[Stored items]
################

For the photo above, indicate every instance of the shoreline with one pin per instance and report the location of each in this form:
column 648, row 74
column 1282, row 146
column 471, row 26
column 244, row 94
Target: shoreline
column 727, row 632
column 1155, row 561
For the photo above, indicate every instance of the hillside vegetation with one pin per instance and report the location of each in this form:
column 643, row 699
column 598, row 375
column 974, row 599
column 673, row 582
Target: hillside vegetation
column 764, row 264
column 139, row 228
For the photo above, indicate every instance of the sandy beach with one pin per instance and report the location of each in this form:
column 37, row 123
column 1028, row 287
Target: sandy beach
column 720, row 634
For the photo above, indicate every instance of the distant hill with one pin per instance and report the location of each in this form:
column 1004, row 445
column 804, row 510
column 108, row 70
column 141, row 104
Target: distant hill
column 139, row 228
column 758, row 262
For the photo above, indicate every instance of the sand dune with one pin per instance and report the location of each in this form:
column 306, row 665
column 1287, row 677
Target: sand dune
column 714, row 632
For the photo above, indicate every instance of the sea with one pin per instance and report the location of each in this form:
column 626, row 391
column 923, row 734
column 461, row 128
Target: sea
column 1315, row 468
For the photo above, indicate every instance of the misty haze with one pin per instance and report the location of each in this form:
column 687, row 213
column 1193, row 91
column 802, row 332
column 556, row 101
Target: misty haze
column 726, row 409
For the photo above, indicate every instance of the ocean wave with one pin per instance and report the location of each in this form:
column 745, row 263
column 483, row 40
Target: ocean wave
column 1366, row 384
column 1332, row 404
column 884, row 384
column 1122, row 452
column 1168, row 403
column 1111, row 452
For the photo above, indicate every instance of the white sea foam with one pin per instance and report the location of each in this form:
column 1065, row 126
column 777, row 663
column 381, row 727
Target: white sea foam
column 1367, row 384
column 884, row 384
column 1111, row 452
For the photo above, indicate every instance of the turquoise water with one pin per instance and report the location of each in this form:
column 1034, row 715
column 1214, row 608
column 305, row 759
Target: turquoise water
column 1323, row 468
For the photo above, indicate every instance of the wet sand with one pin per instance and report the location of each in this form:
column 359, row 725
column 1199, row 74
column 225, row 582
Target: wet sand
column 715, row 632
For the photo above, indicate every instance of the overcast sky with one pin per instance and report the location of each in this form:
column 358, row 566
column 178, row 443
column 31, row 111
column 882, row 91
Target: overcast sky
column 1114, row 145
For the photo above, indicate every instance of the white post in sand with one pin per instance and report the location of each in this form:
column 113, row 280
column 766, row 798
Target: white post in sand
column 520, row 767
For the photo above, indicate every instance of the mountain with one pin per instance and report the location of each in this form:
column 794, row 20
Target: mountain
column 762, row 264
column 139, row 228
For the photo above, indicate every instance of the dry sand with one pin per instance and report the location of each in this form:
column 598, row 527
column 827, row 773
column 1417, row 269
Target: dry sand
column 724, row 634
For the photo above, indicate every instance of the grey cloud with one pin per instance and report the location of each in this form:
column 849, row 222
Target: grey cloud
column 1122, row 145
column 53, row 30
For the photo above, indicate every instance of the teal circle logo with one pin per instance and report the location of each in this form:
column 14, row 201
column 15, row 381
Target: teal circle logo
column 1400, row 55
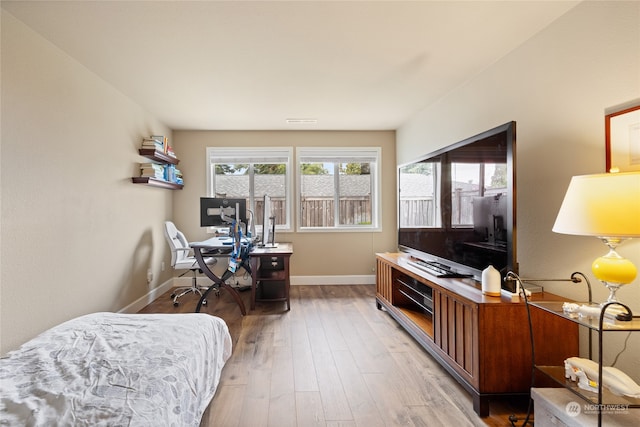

################

Convert all of the data above into a numbered list, skipping any blank lines. Leave the pictures out of your answer.

■ **Finished answer**
1. For the photo above, indicate every instance of the shoreline with one pin per instance and report the location of each in this form:
2. column 648, row 74
3. column 1282, row 146
4. column 471, row 26
5. column 244, row 94
6. Target: shoreline
7. column 727, row 632
8. column 1155, row 561
9. For the photo above, indicate every instance of the hillside vegetation with one pin per instance and report the location of each in this form:
10. column 643, row 699
11. column 598, row 375
12. column 974, row 599
13. column 673, row 582
14. Target: hillside vegetation
15. column 764, row 264
16. column 139, row 228
17. For the photo above, indicate every instance of the sandy beach with one pin per instance and report the location of each in this form:
18. column 37, row 123
19. column 1028, row 287
20. Target: sandy beach
21. column 720, row 634
22. For the photo above, indicate every instance of the distant hill with one pin per instance and report the location of each in this form:
23. column 1004, row 445
24. column 804, row 510
25. column 108, row 70
26. column 141, row 104
27. Target: distant hill
28. column 139, row 228
29. column 758, row 262
30. For the photo above, indicate every instance of the sand dune with one pin per instance and report the location of each in this form:
31. column 306, row 665
32. column 1287, row 677
33. Target: sand dune
34. column 714, row 632
35. For the photo above, indicate every instance of the sea with one pin per instance and report the location of each in this form:
36. column 626, row 391
37. column 923, row 734
38. column 461, row 128
39. Target: sea
40. column 1315, row 468
41. For the photo above, indicate every instance of the misty haze with one pin per instance and report the location of each in this form:
42. column 687, row 213
43. column 1193, row 91
44. column 802, row 332
45. column 556, row 101
46. Target: misty haze
47. column 726, row 409
48. For the photo above, indicate every instance of the ocean wave with one pin per instance and report the location of each in this form:
49. column 745, row 263
50. column 483, row 40
51. Target: ocean wave
52. column 1366, row 384
53. column 1332, row 404
54. column 884, row 384
55. column 1122, row 452
56. column 1168, row 403
57. column 1111, row 452
58. For the photo above, indicate every instance of the white sea foam with one pin per instance and report the location of each in this form:
59. column 1065, row 126
60. column 777, row 663
61. column 381, row 727
62. Target: white sea foam
63. column 1367, row 384
64. column 884, row 384
65. column 1111, row 452
66. For the photo above, indicate every instance of the turquoise water with one pin per instance and report the location of each in this form:
67. column 1034, row 715
68. column 1214, row 608
69. column 305, row 759
70. Target: turquoise water
71. column 1323, row 468
72. For the photo above, indicate every instance of the wet sand with one pin per instance and report the location of each in this form:
73. column 359, row 725
74. column 1199, row 74
75. column 225, row 582
76. Target: wet sand
77. column 715, row 632
78. For the photo above, indicate every instance of the overcast sky with one pin per instance and report the location of each in this form:
79. column 358, row 566
80. column 178, row 443
81. column 31, row 111
82. column 882, row 91
83. Target: overcast sky
84. column 1114, row 145
85. For the photo above, indicate every instance of the white post in sand with one pin per instance and report the location of each in this form:
86. column 113, row 280
87. column 766, row 798
88. Target: white post in sand
89. column 520, row 767
90. For the photo above, indicate every instance of the mountain with one pin per instance and report the location of each in this form:
91. column 794, row 20
92. Target: mountain
93. column 762, row 264
94. column 139, row 228
95. For the photo above, indicate every instance of the dry sand with one pin per instance and report the location of each in this form:
96. column 598, row 527
97. column 827, row 773
98. column 1417, row 269
99. Target: dry sand
100. column 724, row 634
101. For the photo above, indicate every instance of the grey cloud with one pin per instance and report the location of each in this form:
102. column 849, row 222
103. Target: grey cloud
104. column 1122, row 145
105. column 53, row 30
106. For the photo above, indicate every instance of the teal circle logo with one pin per instance and report the location of each in this form:
107. column 14, row 201
108. column 15, row 381
109. Target: teal circle logo
110. column 1400, row 55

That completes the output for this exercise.